■ **INSTRUCTIONS TO FOLLOW**
Locate every line in the records below that contains the string "curtain", and copy each of those lines in full. The match is case-sensitive.

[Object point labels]
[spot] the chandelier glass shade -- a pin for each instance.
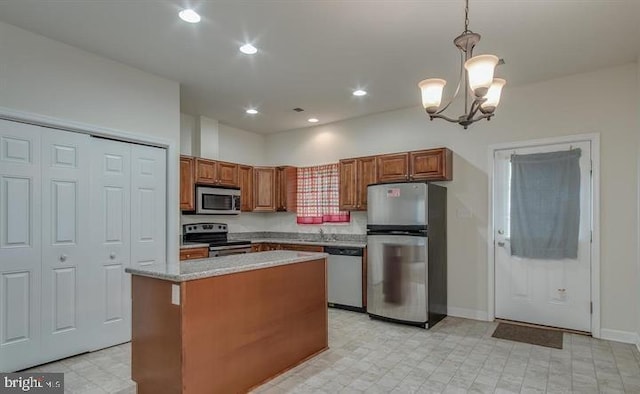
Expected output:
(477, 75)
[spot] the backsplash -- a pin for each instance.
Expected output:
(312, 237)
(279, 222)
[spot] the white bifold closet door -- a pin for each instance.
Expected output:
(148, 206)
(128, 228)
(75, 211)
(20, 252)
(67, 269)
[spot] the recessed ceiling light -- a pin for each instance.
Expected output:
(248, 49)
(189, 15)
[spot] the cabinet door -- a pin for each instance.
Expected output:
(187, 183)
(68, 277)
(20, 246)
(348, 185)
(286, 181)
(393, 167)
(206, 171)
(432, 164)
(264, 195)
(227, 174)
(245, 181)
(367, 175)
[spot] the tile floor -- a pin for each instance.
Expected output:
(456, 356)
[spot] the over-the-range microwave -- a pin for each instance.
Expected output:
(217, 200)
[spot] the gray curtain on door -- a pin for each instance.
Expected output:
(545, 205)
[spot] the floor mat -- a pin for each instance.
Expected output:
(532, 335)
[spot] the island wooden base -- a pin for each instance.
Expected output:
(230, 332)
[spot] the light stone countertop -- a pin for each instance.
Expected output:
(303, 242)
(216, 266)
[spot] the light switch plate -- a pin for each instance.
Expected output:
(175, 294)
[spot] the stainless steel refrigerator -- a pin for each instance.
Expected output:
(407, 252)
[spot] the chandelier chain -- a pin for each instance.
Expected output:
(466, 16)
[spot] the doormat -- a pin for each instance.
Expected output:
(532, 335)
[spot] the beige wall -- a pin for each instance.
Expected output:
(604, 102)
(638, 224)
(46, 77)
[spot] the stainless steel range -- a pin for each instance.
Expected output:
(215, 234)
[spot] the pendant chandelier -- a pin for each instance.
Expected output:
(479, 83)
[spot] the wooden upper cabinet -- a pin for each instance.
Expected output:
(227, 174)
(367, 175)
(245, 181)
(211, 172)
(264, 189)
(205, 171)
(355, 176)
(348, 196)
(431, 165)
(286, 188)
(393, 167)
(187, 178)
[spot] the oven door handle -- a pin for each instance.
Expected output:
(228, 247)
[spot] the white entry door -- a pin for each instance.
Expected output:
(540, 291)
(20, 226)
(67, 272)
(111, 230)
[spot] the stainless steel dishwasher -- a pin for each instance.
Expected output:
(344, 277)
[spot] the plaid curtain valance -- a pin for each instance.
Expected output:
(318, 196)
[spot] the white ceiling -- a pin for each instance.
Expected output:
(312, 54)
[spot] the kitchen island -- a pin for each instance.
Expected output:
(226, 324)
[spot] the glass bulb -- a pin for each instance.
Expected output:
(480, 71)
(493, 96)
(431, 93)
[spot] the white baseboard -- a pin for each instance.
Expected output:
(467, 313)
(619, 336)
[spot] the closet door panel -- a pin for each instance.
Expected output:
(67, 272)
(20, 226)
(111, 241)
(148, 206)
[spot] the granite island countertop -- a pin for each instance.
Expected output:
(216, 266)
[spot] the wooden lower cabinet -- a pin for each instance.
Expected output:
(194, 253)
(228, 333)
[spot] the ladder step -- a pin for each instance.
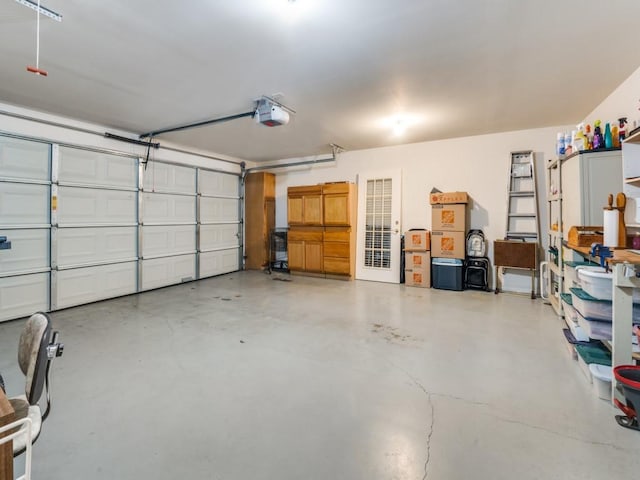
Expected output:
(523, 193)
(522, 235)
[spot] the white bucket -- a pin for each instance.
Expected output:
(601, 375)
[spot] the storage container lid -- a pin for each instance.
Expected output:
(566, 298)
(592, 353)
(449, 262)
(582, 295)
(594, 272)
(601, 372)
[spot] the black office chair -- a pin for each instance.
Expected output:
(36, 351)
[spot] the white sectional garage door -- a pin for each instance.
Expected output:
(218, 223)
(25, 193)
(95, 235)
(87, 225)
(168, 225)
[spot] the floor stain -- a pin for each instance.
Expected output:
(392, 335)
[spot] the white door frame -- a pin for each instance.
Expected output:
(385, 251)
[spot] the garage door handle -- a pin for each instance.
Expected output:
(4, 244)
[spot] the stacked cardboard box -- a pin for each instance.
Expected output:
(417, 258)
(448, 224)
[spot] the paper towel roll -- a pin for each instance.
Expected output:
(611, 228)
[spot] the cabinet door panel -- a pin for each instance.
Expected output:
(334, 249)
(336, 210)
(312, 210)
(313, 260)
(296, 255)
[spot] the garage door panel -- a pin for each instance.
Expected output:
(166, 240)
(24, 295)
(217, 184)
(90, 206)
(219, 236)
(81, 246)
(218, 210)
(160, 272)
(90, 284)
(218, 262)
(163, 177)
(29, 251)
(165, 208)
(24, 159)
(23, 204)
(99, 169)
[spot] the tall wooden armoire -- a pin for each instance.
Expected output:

==

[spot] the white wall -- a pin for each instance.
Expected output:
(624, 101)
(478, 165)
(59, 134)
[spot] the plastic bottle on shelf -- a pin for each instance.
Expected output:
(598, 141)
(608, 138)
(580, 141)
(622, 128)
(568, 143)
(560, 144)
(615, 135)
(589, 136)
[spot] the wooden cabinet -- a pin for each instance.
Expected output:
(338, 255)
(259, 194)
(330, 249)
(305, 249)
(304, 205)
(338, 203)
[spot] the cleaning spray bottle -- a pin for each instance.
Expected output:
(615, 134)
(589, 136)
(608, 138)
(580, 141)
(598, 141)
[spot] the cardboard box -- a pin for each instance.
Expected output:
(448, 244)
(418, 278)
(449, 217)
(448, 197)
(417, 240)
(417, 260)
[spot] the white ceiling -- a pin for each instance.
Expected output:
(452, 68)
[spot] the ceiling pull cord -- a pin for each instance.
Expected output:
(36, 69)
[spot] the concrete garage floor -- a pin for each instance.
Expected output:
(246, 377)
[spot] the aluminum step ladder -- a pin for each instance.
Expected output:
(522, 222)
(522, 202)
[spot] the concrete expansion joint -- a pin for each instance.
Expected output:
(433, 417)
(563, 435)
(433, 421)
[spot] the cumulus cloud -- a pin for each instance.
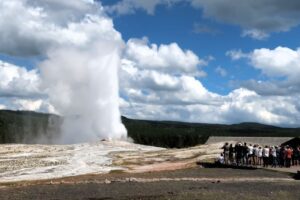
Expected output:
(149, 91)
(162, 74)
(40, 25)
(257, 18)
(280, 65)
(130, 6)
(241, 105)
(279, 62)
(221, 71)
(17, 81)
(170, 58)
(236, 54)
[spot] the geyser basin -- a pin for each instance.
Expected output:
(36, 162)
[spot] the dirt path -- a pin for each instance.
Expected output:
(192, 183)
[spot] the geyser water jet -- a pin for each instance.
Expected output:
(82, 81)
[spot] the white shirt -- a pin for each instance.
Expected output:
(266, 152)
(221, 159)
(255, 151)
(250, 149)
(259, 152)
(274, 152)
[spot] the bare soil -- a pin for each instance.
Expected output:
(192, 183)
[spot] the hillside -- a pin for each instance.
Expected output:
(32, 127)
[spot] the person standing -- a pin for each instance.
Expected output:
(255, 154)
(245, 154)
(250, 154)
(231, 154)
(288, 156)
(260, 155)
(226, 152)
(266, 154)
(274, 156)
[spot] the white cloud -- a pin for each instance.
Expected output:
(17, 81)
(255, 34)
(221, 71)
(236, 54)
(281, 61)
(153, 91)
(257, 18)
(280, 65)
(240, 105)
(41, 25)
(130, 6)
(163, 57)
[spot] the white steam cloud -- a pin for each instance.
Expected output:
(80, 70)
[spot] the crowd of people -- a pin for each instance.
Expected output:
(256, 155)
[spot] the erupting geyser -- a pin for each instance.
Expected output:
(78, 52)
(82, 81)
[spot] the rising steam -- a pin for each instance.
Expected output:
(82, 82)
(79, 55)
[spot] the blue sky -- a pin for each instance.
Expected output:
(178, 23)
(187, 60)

■ **THE RESPONSE**
[spot] the gray curtain on door -- a pin for each instance.
[spot] the plaid curtain valance -- a pin for each instance.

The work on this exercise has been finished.